= EXERCISE DIRECTIONS =
Select each line of the entries below that contains the word "white", and copy those lines out.
++++++
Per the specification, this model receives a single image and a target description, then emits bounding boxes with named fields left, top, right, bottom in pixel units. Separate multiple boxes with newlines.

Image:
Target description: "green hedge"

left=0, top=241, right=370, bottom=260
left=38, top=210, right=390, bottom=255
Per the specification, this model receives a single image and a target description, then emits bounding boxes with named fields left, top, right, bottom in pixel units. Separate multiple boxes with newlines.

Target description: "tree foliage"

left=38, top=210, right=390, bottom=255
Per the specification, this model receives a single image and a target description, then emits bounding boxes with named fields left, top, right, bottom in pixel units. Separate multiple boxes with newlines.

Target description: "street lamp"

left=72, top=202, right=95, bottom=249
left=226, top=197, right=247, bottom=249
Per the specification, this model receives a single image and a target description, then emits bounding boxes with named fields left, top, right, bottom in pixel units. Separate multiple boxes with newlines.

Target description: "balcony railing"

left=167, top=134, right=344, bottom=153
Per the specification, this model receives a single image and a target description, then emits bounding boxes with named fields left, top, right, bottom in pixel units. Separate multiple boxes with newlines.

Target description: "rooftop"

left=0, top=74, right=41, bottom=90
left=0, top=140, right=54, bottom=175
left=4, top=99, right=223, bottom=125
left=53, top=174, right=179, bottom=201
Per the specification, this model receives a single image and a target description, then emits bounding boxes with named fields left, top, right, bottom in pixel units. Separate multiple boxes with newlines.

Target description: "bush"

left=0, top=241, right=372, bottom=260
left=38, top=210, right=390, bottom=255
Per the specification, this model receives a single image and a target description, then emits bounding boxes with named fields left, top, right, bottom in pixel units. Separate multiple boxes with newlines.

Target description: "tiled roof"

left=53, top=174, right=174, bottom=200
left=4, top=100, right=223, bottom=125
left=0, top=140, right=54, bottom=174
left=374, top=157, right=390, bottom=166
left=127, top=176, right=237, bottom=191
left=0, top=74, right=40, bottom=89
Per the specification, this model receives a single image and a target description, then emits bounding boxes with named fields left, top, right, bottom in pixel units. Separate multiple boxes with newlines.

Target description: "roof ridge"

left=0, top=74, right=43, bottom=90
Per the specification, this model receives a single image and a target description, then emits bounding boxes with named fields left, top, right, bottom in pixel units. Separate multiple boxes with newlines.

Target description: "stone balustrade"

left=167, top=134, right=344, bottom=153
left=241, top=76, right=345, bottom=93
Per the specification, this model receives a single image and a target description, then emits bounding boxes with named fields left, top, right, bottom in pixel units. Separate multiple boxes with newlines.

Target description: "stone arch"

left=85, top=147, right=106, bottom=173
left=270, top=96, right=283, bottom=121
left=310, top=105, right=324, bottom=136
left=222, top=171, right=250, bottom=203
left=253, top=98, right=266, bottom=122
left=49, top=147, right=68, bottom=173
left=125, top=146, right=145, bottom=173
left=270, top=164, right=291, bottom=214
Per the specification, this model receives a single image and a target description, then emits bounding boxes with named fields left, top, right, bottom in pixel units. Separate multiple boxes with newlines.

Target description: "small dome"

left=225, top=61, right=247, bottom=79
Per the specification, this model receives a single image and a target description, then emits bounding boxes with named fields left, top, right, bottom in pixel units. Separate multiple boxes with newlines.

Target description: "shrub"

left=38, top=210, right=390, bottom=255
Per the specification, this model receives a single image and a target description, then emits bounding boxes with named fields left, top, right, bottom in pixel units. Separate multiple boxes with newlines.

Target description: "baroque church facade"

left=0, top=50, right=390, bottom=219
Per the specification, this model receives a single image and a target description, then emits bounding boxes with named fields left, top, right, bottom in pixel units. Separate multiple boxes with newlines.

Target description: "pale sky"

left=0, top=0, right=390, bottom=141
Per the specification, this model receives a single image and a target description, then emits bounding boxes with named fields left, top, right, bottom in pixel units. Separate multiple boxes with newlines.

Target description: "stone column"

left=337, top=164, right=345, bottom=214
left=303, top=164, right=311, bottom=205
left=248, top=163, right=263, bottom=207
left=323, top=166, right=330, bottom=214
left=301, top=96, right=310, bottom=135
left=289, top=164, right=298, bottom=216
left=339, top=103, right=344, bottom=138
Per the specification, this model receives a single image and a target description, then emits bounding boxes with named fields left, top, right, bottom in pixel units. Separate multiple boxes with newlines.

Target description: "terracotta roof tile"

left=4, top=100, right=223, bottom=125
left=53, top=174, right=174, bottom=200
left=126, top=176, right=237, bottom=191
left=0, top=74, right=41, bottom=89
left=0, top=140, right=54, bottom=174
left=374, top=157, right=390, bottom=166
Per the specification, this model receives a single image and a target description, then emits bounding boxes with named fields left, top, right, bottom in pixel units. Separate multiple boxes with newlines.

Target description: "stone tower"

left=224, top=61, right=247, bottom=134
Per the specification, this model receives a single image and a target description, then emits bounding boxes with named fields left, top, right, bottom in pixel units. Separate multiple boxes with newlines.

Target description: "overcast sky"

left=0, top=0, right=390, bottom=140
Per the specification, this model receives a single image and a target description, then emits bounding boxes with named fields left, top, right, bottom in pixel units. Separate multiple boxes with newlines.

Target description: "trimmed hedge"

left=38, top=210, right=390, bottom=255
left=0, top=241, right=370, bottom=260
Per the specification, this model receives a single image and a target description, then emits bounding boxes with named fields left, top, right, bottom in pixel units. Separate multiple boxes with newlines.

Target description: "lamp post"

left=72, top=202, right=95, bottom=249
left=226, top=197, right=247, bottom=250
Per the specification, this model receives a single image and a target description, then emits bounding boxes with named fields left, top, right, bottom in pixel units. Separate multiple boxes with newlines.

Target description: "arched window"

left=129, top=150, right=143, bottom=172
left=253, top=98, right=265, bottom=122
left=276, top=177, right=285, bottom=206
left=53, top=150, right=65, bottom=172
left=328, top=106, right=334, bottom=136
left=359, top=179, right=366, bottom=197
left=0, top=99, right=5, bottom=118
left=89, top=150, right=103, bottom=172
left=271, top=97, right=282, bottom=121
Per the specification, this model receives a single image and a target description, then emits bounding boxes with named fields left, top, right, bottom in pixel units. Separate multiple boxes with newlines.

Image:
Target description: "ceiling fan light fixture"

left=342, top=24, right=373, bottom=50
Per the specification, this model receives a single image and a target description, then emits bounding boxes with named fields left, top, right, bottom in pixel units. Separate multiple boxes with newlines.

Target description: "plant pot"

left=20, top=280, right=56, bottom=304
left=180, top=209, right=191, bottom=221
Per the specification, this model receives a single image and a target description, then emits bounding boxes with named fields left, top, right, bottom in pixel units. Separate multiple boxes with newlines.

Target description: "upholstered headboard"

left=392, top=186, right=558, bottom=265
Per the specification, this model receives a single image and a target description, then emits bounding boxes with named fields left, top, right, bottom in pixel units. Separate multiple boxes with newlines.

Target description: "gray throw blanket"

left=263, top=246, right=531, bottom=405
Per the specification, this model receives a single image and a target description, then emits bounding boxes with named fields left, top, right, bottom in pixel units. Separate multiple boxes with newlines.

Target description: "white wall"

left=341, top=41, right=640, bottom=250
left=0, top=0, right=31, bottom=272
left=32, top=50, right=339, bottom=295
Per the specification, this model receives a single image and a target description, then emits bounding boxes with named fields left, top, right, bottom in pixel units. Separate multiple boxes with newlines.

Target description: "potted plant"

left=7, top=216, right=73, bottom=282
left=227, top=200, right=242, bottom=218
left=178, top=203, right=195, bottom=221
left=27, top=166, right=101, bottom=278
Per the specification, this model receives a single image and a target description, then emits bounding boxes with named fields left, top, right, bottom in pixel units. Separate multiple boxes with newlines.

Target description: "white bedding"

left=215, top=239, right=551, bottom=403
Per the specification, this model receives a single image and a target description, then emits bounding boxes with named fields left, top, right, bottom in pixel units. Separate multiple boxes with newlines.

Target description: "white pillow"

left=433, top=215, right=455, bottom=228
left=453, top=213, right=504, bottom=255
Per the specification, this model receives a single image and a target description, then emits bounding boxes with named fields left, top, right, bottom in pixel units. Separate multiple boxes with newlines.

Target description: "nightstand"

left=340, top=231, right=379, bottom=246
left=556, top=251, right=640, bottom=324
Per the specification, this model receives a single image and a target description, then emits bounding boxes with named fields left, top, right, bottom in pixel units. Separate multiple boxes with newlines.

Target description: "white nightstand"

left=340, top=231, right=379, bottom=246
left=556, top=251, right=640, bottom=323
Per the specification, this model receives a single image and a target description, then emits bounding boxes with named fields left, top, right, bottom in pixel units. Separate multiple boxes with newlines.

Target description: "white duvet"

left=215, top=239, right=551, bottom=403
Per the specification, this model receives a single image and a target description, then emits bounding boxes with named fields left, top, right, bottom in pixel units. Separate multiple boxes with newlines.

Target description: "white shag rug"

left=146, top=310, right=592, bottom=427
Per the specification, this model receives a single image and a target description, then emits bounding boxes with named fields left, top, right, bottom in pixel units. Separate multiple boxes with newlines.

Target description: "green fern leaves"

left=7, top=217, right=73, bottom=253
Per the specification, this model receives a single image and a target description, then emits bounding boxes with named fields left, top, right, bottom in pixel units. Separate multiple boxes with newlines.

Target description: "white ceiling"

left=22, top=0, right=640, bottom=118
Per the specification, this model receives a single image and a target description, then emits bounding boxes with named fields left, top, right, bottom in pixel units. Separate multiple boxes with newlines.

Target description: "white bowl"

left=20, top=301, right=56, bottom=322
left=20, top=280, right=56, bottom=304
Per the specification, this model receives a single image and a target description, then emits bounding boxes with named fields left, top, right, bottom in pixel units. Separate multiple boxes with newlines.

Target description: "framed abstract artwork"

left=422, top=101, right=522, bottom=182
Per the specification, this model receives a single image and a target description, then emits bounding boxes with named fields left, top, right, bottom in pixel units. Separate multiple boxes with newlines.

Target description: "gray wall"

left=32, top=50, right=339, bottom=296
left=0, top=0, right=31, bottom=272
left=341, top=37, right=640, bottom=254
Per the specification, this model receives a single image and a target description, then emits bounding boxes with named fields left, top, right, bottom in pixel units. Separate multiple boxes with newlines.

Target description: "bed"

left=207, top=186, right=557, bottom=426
++++++
= RESPONSE TO THIS TASK =
Target description: "white wall"
Target description: "white bedding"
Target description: "white pillow"
Target description: "white nightstand"
Target description: "white duvet"
Target description: "white shag rug"
Target description: "white ceiling"
Target description: "white bowl"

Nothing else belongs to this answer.